How can you answer on tricky algorithmic questions when you have lack of time. The secret to success with this free-form question is to focus and practice. Never “wing it.” What do you want the interviewer to remember most about you? List five strengths you have that are pertinent to this job: experiences, traits, skills, personality etc. Because if you prepare for the tough interview questions ahead of time, you’ll likely do very well and actually enjoy the process.The main idea of this article is make your brain think rapidly. Also increase creativity and grow yourself to broad-minded person.
“Like snowflakes, no two people are alike. Take some time to think about what sets you apart from others,” advises Martin.
Here the list of top 15 tricky algorithm Interview questions that you can be prepared to.
1. Given a rectangular (cuboidal for the puritans) cake with a rectangular piece removed (any size or orientation), how would you cut the remainder of the cake into two equal halves with one straight cut of a knife?
Join the centers of the original and the removed rectangle. It works for cuboids too! BTW, I have been getting many questions asking why a horizontal slice across the middle will not do. Please note the “any size or orientation” in the question! Don’t get boxed in by the way you cut your birthday cake 🙂 Think out of the box.
2. There are 3 baskets. one of them have apples, one has oranges only and the other has mixture of apples and oranges. The labels on their baskets always lie. (i.e. if the label says oranges, you are sure that it doesn’t have oranges only, it could be a mixture) The task is to pick one basket and pick only one fruit from it and then correctly label all the three baskets.
HINT. There are only two combinations of distributions in which ALL the baskets have wrong labels. By picking a fruit from the one labeled MIXTURE, it is possible to tell what the other two baskets have.
3. Why is a manhole cover round?
HINT. The diagonal of a square hole is larger than the side of a cover! Alternate answers: 1. Round covers can be transported by one person, because they can be rolled on their edge. 2. A round cover doesn’t need to be rotated to fit over a hole.
4. One train leaves Los Angeles at 15mph heading for New York. Another train leaves from New York at 20mph heading for Los Angeles on the same track. If a bird, flying at 25mph, leaves from Los Angeles at the same time as the train and flies back and forth between the two trains until they collide, how far will the bird have traveled?
HINT. Think relative speed of the trains.
5. You have 5 jars of pills. Each pill weighs 10 gram, except for contaminated pills contained in one jar, where each pill weighs 9 gm. Given a scale, how could you tell which jar had the contaminated pills in just one measurement?
1. Mark the jars with numbers 1, 2, 3, 4, and 5.
2. Take 1 pill from jar 1, take 2 pills from jar 2, take 3 pills from jar 3, take 4 pills from jar 4 and take 5 pills from jar 5.
3. Put all of them on the scale at once and take the measurement.
4. Now, subtract the measurement from 150 ( 1*10 + 2*10 + 3*10 + 4*10 + 5*10)

+---+

• **Directions**
A: Decide whether each statement below agrees with the text on tricky interview puzzles. For each of (i), (ii) and (iii), answer yes or no and quote the deciding words from that text: (i) The cake puzzle is solved by joining the centers of the original rectangle and the removed one. (ii) In the basket puzzle, the fruit should be taken from the basket labeled ORANGES. (iii) In the pill puzzle, each contaminated pill weighs 9 gm.
B: Resume the text on tricky interview puzzles, starting immediately after its final numbered step.

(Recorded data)

+---+

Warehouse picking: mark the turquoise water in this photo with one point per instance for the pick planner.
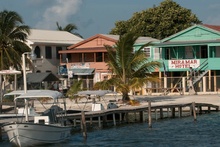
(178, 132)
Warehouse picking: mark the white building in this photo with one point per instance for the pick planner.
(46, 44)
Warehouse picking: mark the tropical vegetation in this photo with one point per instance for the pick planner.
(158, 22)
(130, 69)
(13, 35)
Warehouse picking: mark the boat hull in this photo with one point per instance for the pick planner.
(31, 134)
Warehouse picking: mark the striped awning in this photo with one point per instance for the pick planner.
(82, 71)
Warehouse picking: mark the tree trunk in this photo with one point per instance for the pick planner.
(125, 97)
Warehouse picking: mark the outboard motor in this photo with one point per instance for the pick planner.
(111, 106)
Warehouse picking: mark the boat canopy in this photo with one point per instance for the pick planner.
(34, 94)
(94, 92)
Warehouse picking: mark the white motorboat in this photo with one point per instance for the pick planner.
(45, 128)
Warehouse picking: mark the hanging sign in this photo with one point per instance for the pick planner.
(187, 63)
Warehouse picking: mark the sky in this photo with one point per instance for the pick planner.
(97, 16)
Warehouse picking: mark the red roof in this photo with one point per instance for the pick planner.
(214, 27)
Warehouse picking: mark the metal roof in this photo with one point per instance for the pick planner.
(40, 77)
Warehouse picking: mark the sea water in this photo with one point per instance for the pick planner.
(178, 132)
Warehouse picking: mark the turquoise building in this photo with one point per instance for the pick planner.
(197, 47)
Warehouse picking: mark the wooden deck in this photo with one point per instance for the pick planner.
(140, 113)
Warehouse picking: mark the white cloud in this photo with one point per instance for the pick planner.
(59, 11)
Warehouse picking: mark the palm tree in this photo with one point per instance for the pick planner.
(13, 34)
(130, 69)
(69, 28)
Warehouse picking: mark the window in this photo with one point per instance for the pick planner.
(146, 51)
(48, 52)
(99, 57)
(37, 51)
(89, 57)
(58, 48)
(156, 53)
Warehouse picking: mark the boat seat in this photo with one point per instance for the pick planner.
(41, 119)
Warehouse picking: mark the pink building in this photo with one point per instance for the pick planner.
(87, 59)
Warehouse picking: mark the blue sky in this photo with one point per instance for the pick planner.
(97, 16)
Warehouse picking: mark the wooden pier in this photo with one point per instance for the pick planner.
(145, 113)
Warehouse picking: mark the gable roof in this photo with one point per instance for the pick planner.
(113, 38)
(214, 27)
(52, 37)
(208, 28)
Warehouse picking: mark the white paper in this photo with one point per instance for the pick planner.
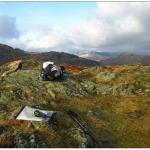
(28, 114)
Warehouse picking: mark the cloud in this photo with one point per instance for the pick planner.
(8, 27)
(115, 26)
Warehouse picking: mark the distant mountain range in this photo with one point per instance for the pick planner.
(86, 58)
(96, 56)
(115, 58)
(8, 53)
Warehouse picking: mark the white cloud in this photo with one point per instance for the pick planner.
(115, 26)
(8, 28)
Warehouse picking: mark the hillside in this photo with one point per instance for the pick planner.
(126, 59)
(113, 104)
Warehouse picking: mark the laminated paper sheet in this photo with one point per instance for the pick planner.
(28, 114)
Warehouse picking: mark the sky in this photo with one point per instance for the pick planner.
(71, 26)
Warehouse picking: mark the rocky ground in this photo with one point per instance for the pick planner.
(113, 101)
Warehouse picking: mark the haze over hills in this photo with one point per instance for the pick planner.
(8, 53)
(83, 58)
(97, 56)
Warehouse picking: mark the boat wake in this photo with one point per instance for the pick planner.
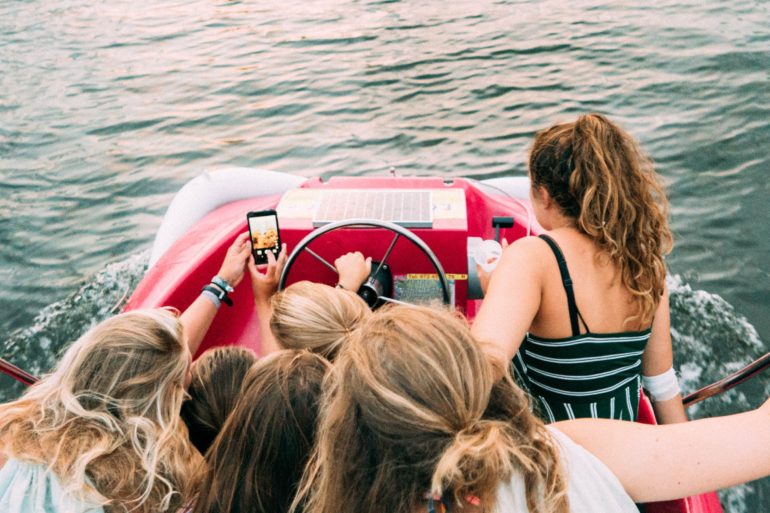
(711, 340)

+---+

• **Answers for this exercise**
A:
(i) Yes: "Join the centers of the original and the removed rectangle."
(ii) No: "By picking a fruit from the one labeled MIXTURE, it is possible to tell what the other two baskets have."
(iii) Yes: "where each pill weighs 9 gm."

B:
5. The result will give you the jar number which has contaminated pill.
6. There are four dogs/ants/people at four corners of a square of unit distance. At the same instant all of them start running with unit speed towards the person on their clockwise direction and will always run towards that target. How long does it take for them to meet and where?
HINT. They will meet in the center and the distance covered by them is independent of the path they actually take (a spiral).
7. If you had an infinite supply of water and a 5 quart and 3 quart pail, how would you measure exactly 4 quarts?
We can pour water back and forth between the two jugs as follows:
OBSERVATIONS AND SUGGESTIONS: »»Many brain teasers have a math / CS root to them—this is one of them! Note that as long as the two jug sizes are relatively prime (i.e., have no common prime factors), you can find a pour sequence for any value between 1 and the sum of the jug sizes.
8. You have a bucket of jelly beans. Some are red, some are blue, and some green. With your eyes closed, pick out 2 of a like color. How many do you have to grab to be sure you have 2 of the same?
9. Which way should the key turn in a car door to unlock it?
10. If you could remove any of the 50 states, which state would it be and why?
11. How many cars are there in the USA?
12. You have 8 balls. One of them is defective and weighs less than others. You have a balance to measure balls against each other. In 2 weightings how do you find the defective one?
13. You’ve got someone working for you for seven days and a gold bar to pay them. The gold bar is segmented into seven connected pieces. You must give them a piece of gold at the end of every day. If you are only allowed to make two breaks in the gold bar, how do you pay your worker?
14. You have two jars, 50 red marbles and 50 blue marbles. A jar will be picked at random, and then a marble will be picked from the jar. Placing all of the marbles in the jars, how can you maximize the chances of a red marble being picked?
What are the exact odds of getting a red marble using your scheme?
15. Imagine you are standing in front of a mirror, facing it. Raise your left hand. Raise your right hand. Look at your reflection. When you raise your left hand your reflection raises what appears to be his right hand. But when you tilt your head up, your reflection does too, and does not appear to tilt his/her head down. Why is it that the mirror appears to reverse left and right, but not up and down?
"Can you tell me about yourself?"
"Your answer to this question sets the tone for the rest of the interview.
"Practice your script until you feel confident.
Your script will help you stay on track, but don't memorize it -- you'll sound stiff.
Instead, aim for a natural and conversational tone".
"What are your long-term goals?"
This and other open-ended questions, like: "Where do you see yourself in five years?"
can throw you off balance.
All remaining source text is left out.